A lock shoe system for an especially heavy sash has shoes with lock bolts that can be moved into locking positions by means of a tool that moves a bolt from underneath a shoe so that the bolt interlocks with a lance in the jamb liner. Once the shoes are locked to the jambs, the sash can be lifted off the shoes, moved laterally within the jambs, and angled out of the window for removal. The shoes guide the sash to a centered position as it is returned to its platforms; and when the shoes are unlocked from the jambs, the lock bolts preferably retain the sash on the shoe platforms.

Inventors: Westfall; Norman R. (Rochester, NY)
Assignee: Caldwell Manufacturing Company (Rochester, NY)
Appl. No.: 955291
Filed: October 1, 1992

Current U.S. Class: 49/446; 16/193; 49/453
Intern'l Class: E05F 001/00; E05D 013/00
Field of Search: 16/193,197 49/430,446,453

References Cited
U.S. Patent Documents
2952048Sep., 1960Graham.
3054152Sep., 1962Trammell, Jr.
3086259Apr., 1963Klein16/197.
3195194Jul., 1965Young, Jr.

Primary Examiner: Sipos; John
Assistant Examiner: Cuda; Carmine
Attorney, Agent or Firm: Eugene Stephens & Associates
Claims


I claim:

1. A lock shoe system for a heavy sash movable vertically between a pair of window jambs, said system including a shoe running vertically in each jamb on each side of side sash, each of the shoes having a platform supporting a lower corner of said sash, and each of said shoes being connected to a counterbalance, said system comprising:

a. said platform on said shoes being configured to center said sash between said shoes when said sash is resting on said platforms and to allow said sash to move laterally relative to said shoes when said sash is lifted from said platforms;

b. each of said shoes having lock bolts that slide laterally relative to said shoes and said jambs between locked and unlocked positions;

c. said bolts being accessible from beneath said platforms for moving said bolts between said positions;

d. said jambs having opposed discontinuities configured for interlocking with said bolts in said locked positions to prevent upward movement of said shoes;

e. said sash being movable upwardly from said platforms and laterally of said shoes when said shoes are in locked positions with said bolts engaging said discontinuities, for removing said sash from between said jambs; and

f. said discontinuities being lances that are angled downward toward said sash from vertical wall portions of said jambs, and said bolts having upwardly angled locking ends that cannot be retracted from engagement with said lances without the downward force of the weight of said sash being applied to said platforms.

2. The system of claim 1 wherein said jamb discontinuities extend toward said sash from vertical wall portions of said jambs so that said bolts can be moved to said locked positions below said discontinuities and can rise into interlocked relation with said discontinuities.

3. The system of claim 1 wherein said lances and said bolts are configured so that if said bolts are placed in said locked positions above said lances, said bolts are cammed into said unlocked positions as said bolts move downward to positions below said lances.

4. The system of claim 1 wherein said shoes have surfaces inclined outwardly above said platforms to accommodate lateral movement of said sash when lifted above said platforms.

5. The system of claim 1 wherein said shoes include cams arranged for sliding said locks between said positions.

6. The system of claim 5 including a tool insertable into said shoes from beneath said platforms for rotating said cams to slide said locks.

7. The system of claim 1 wherein said lock in said unlocked position engages said sash to prevent said sash from being lifted from said platform.

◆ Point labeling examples

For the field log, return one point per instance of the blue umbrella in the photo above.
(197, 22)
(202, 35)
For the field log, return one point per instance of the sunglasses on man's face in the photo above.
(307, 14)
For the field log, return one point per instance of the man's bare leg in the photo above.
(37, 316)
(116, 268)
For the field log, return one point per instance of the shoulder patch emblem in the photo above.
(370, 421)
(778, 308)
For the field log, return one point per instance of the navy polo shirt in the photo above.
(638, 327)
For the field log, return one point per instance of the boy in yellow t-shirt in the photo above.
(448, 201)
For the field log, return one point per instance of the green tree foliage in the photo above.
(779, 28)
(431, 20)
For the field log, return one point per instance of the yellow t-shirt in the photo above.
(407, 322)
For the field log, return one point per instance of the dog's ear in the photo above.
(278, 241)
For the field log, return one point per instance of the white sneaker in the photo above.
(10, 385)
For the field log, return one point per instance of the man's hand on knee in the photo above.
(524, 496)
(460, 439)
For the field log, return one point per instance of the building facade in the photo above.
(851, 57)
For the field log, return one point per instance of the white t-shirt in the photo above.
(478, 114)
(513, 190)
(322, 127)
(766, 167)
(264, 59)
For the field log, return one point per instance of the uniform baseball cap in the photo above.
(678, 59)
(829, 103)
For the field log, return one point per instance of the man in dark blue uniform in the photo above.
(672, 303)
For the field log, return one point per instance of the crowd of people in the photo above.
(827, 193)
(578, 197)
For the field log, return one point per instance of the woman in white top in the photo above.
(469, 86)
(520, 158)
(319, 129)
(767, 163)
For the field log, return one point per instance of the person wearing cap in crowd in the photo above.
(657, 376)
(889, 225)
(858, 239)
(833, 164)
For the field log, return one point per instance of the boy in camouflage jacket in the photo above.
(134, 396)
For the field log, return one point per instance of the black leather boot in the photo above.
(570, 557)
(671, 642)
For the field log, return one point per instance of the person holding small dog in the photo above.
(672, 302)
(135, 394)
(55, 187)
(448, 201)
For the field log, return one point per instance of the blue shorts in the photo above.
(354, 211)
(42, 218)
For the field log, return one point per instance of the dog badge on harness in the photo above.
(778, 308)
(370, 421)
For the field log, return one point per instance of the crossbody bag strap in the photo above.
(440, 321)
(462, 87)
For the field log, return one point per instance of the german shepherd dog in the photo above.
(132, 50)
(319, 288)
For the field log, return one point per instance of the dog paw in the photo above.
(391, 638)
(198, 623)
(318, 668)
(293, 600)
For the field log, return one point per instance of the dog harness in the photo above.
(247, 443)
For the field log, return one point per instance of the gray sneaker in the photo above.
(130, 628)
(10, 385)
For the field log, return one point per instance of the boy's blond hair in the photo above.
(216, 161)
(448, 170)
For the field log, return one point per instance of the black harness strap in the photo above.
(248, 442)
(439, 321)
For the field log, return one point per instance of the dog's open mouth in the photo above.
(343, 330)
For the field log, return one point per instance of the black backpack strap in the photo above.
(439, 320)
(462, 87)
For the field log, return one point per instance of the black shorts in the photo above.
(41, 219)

◆ To be done
Please write out the passage of the window sash patent text above, beginning at the words "Inventors: Westfall; Norman" and stopping after "2952048Sep., 1960Graham.".

◆ The reply
Inventors: Westfall; Norman R. (Rochester, NY)
Assignee: Caldwell Manufacturing Company (Rochester, NY)
Appl. No.: 955291
Filed: October 1, 1992

Current U.S. Class: 49/446; 16/193; 49/453
Intern'l Class: E05F 001/00; E05D 013/00
Field of Search: 16/193,197 49/430,446,453

References Cited
U.S. Patent Documents
2952048Sep., 1960Graham.